> _Record excerpts_:
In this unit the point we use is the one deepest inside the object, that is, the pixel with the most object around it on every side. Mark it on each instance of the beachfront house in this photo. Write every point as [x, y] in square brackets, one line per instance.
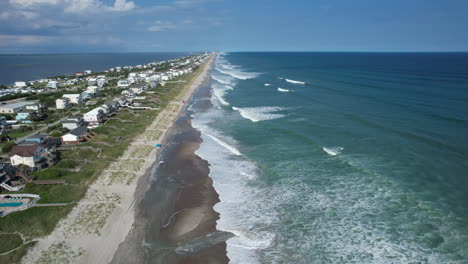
[74, 98]
[94, 90]
[75, 136]
[24, 116]
[94, 117]
[27, 153]
[100, 82]
[14, 108]
[53, 84]
[36, 107]
[73, 122]
[138, 87]
[63, 103]
[85, 95]
[92, 81]
[123, 83]
[20, 84]
[111, 107]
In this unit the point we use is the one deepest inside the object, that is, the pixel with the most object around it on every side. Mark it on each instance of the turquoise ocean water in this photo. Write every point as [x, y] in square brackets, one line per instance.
[340, 157]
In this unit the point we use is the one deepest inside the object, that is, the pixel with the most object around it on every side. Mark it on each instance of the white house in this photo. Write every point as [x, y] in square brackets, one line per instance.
[75, 136]
[20, 84]
[93, 90]
[73, 122]
[92, 81]
[94, 117]
[123, 83]
[29, 155]
[74, 98]
[100, 82]
[85, 95]
[53, 84]
[62, 103]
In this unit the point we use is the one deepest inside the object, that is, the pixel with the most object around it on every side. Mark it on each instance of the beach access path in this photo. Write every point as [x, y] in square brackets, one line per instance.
[93, 230]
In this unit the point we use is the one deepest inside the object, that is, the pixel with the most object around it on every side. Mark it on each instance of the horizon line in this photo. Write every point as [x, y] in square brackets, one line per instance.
[246, 51]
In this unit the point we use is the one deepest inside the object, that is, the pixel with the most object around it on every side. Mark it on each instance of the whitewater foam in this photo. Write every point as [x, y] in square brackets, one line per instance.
[239, 74]
[262, 113]
[333, 151]
[291, 81]
[232, 149]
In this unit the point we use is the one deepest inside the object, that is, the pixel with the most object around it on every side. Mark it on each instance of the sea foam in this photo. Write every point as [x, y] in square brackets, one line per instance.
[333, 151]
[256, 114]
[292, 81]
[232, 149]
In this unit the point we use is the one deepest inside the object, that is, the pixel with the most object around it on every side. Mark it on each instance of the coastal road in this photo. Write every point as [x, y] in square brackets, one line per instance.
[18, 140]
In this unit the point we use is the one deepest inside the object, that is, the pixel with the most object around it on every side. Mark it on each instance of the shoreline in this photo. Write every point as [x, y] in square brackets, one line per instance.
[175, 220]
[115, 201]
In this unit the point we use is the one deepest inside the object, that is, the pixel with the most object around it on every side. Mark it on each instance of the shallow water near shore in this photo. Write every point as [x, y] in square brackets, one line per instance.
[362, 160]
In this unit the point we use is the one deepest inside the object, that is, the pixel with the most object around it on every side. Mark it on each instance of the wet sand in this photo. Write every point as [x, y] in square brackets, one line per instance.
[174, 217]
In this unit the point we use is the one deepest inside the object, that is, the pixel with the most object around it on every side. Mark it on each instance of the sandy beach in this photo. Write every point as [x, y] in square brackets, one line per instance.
[175, 221]
[96, 226]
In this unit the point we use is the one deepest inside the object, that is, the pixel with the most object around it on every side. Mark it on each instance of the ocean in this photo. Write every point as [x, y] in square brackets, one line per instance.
[32, 67]
[340, 157]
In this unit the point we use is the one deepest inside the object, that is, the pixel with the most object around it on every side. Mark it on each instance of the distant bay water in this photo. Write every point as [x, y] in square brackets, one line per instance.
[340, 157]
[31, 67]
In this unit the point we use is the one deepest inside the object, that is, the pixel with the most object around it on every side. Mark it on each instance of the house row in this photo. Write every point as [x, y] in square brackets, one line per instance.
[68, 100]
[36, 152]
[16, 107]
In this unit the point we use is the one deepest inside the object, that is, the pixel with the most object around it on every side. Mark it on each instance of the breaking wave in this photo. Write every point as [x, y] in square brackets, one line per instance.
[292, 81]
[333, 151]
[256, 114]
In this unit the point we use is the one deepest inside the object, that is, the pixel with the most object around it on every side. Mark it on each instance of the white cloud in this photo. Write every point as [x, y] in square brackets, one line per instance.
[122, 5]
[162, 26]
[29, 3]
[76, 6]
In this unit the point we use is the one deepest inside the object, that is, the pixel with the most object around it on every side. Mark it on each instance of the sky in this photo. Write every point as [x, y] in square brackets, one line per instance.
[89, 26]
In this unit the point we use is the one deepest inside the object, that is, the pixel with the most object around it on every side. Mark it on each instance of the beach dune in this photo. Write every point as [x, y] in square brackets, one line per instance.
[93, 230]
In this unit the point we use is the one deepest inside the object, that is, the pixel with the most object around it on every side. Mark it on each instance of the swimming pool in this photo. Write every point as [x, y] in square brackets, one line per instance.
[11, 204]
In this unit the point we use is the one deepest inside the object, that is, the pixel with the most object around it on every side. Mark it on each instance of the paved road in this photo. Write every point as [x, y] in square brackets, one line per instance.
[18, 140]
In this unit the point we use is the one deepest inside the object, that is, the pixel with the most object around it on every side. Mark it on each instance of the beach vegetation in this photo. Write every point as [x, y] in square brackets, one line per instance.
[106, 149]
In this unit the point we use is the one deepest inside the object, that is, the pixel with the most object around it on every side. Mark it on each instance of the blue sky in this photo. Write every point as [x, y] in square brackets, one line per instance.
[74, 26]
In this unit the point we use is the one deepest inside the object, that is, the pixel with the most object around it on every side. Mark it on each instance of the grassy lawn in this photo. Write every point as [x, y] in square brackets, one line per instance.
[40, 221]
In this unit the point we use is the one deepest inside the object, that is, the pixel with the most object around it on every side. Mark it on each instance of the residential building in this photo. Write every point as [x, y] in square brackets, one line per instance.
[37, 107]
[53, 84]
[123, 83]
[92, 81]
[94, 90]
[100, 82]
[14, 108]
[138, 87]
[85, 95]
[24, 116]
[73, 122]
[28, 153]
[111, 107]
[20, 84]
[75, 136]
[94, 117]
[62, 103]
[74, 98]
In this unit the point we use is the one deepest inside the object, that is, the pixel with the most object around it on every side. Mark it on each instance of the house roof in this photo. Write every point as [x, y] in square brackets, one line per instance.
[79, 131]
[23, 150]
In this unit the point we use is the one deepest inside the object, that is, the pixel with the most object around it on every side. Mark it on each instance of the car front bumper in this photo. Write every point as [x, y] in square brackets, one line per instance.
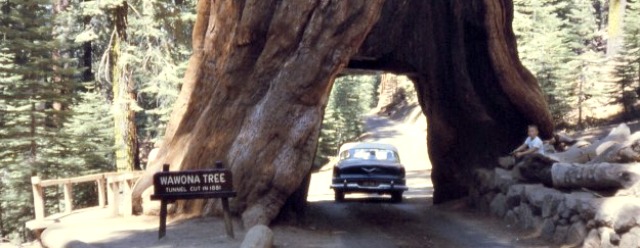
[379, 188]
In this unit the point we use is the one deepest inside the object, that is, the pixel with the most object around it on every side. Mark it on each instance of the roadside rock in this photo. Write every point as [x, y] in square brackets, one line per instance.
[577, 234]
[560, 234]
[631, 239]
[548, 229]
[592, 240]
[259, 236]
[499, 205]
[514, 195]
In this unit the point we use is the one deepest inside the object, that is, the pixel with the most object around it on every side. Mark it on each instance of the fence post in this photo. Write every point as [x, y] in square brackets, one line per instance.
[126, 195]
[38, 197]
[102, 202]
[68, 197]
[113, 190]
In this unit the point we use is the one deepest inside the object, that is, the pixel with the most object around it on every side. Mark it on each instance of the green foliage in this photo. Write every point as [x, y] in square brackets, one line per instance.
[563, 43]
[55, 105]
[352, 97]
[31, 86]
[627, 63]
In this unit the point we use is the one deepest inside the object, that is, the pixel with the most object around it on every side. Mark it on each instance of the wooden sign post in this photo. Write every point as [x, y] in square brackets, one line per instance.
[197, 184]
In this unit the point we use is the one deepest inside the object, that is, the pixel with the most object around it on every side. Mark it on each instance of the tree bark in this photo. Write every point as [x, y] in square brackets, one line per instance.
[261, 73]
[600, 176]
[477, 96]
[615, 28]
[124, 96]
[254, 94]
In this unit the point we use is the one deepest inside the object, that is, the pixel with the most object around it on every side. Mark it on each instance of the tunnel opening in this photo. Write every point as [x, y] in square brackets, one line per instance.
[391, 116]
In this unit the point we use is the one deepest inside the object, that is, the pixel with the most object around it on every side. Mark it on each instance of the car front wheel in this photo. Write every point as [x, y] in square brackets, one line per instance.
[339, 196]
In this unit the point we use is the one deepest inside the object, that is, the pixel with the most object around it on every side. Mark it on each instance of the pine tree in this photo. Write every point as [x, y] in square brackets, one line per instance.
[627, 62]
[33, 83]
[540, 31]
[352, 97]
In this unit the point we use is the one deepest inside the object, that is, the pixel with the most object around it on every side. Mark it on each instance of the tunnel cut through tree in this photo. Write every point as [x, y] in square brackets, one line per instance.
[262, 70]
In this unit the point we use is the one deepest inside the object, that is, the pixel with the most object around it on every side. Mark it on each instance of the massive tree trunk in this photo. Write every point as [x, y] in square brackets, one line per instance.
[262, 70]
[477, 96]
[255, 90]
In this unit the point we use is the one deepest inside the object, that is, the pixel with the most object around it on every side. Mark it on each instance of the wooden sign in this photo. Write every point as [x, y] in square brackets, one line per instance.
[197, 184]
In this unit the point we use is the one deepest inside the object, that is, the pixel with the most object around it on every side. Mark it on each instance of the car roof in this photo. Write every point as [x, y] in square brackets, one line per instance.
[367, 145]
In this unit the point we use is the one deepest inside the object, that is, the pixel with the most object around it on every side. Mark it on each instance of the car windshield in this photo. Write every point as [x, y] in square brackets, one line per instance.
[370, 154]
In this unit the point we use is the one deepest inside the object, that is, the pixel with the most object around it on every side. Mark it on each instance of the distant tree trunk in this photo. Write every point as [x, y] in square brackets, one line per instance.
[615, 27]
[59, 6]
[124, 96]
[87, 54]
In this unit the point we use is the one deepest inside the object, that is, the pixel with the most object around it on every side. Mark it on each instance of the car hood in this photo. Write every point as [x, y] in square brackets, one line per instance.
[362, 162]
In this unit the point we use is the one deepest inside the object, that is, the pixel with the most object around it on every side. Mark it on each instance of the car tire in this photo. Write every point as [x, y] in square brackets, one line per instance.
[339, 196]
[396, 197]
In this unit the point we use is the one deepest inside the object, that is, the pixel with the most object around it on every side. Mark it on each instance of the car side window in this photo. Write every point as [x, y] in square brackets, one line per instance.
[344, 155]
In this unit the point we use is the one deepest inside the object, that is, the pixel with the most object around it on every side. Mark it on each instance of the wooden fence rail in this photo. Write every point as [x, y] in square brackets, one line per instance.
[114, 191]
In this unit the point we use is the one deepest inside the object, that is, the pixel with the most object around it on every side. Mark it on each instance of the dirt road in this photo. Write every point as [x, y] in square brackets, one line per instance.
[367, 221]
[373, 221]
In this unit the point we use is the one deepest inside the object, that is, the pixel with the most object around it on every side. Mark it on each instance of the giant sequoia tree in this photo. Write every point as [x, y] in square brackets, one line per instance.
[261, 72]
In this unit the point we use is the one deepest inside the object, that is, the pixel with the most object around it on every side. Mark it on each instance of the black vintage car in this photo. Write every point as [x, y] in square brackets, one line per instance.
[369, 168]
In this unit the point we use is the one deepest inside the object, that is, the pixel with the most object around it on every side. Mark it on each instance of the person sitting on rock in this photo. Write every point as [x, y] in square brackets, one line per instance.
[533, 144]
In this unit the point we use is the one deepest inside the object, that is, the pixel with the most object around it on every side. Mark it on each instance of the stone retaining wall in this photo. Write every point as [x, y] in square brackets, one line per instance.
[578, 218]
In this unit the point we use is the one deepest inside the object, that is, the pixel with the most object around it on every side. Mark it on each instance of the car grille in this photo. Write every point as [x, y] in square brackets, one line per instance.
[370, 170]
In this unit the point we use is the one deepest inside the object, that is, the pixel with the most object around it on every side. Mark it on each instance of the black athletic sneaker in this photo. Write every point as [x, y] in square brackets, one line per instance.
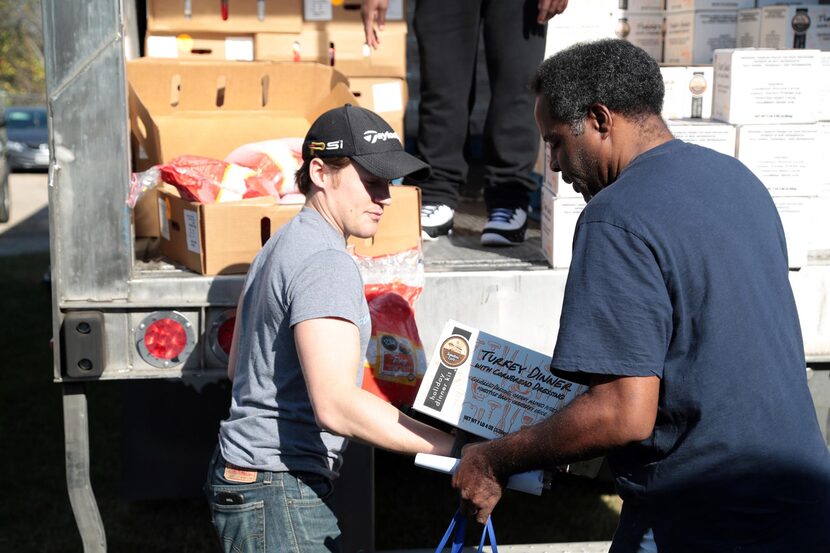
[436, 220]
[505, 227]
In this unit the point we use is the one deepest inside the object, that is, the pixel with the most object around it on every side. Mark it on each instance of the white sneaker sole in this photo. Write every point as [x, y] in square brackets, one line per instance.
[493, 239]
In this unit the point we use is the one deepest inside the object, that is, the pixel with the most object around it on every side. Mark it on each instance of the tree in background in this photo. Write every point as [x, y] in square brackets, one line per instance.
[22, 78]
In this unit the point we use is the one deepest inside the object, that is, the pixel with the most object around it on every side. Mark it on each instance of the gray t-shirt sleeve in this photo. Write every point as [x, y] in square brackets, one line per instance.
[327, 285]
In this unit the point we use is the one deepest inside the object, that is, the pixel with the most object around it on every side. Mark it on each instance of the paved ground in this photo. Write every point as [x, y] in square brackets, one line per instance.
[28, 228]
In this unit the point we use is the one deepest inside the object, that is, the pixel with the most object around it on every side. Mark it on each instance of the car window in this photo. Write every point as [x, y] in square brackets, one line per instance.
[25, 119]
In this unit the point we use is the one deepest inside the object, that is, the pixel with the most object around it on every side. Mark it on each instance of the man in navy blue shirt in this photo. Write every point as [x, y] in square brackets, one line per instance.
[679, 313]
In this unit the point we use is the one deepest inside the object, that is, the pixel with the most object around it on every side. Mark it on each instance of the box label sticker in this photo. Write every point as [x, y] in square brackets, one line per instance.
[162, 47]
[317, 10]
[489, 386]
[239, 48]
[191, 227]
[388, 96]
[164, 224]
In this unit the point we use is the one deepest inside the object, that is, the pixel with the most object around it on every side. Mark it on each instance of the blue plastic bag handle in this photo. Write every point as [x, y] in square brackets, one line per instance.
[490, 533]
[458, 524]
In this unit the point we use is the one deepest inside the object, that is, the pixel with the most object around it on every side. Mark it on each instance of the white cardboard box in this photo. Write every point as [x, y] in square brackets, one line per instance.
[688, 92]
[766, 86]
[823, 180]
[796, 27]
[687, 5]
[715, 135]
[786, 158]
[489, 386]
[323, 10]
[597, 19]
[693, 36]
[749, 28]
[824, 87]
[204, 46]
[559, 217]
[554, 183]
[763, 3]
[818, 224]
[793, 212]
[640, 29]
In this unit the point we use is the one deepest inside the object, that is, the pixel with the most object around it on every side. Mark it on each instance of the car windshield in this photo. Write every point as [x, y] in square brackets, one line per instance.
[25, 118]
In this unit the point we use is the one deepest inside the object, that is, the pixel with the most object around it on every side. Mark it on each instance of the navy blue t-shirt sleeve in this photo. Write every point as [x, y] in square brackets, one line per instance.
[617, 315]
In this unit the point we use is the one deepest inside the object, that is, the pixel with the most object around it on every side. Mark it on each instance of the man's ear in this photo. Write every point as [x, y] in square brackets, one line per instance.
[318, 173]
[601, 118]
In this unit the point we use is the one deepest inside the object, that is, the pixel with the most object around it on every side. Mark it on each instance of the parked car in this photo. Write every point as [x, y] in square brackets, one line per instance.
[28, 137]
[5, 202]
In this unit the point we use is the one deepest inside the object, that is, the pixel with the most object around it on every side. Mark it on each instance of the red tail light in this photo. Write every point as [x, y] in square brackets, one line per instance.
[165, 338]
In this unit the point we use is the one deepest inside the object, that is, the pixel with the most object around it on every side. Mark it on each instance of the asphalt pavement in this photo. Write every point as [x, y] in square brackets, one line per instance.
[28, 228]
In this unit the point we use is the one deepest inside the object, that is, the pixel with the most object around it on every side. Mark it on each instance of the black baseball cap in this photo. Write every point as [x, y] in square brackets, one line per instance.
[365, 138]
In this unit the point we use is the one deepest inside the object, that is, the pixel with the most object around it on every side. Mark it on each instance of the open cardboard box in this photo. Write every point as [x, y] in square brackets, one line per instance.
[215, 239]
[210, 108]
[285, 16]
[346, 43]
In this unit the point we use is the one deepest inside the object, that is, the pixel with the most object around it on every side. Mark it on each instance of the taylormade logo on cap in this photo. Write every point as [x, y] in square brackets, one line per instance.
[373, 136]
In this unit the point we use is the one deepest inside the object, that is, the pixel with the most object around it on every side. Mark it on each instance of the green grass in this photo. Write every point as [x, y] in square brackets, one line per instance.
[413, 506]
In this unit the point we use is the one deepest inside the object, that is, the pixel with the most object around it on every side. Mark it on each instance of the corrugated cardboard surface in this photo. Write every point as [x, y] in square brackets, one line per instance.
[216, 239]
[209, 109]
[399, 228]
[204, 108]
[386, 96]
[201, 46]
[283, 16]
[351, 55]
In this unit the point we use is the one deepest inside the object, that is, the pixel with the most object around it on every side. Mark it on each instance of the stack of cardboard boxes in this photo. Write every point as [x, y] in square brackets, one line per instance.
[236, 75]
[637, 21]
[324, 32]
[771, 96]
[696, 28]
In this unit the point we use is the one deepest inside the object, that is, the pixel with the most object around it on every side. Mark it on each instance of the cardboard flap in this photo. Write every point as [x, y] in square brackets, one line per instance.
[210, 108]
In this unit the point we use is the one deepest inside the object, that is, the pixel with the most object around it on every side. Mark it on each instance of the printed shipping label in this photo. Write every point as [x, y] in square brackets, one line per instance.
[488, 386]
[191, 227]
[164, 222]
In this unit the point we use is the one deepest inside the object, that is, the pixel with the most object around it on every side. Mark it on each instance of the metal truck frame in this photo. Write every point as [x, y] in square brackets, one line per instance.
[102, 296]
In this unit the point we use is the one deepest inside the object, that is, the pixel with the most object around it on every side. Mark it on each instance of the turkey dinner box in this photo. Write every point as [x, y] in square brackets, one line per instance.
[489, 386]
[218, 239]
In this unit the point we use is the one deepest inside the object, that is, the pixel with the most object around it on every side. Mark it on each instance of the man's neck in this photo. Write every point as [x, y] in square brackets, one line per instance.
[640, 137]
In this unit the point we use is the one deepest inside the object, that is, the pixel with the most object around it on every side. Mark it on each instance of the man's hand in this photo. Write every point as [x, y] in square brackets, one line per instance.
[549, 8]
[476, 480]
[372, 11]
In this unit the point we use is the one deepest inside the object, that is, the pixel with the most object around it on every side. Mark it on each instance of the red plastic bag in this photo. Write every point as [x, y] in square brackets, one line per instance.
[207, 180]
[274, 163]
[395, 359]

> _Requirements_:
Can you quote exactly the lines from the one containing "the man's neck" through the last line of the records above, and nothing else?

> _Expected answer_:
In this unit the point we use is the one deepest inside the object, that is, the pixel with the most object around it on every side. Mark it on each instance of the man's neck in this photo. Write every point as [x, y] in square brackets, one line per instance.
[640, 137]
In this unit the point we use is the one deepest inside the object, that is, the pixel with the most object around it on every side. Mark it on each instance of the man's hand in this photo. Write every point as [x, y] in square brackets, one line per instance.
[549, 8]
[476, 480]
[372, 11]
In this unit the point we use is the one deepest inside the object, that is, the pixel with the most object around it on every side. Mark it on each instance of the red plastic bag in this photo. Write every point as [x, y] in square brackets, one line per instance.
[207, 180]
[274, 163]
[395, 359]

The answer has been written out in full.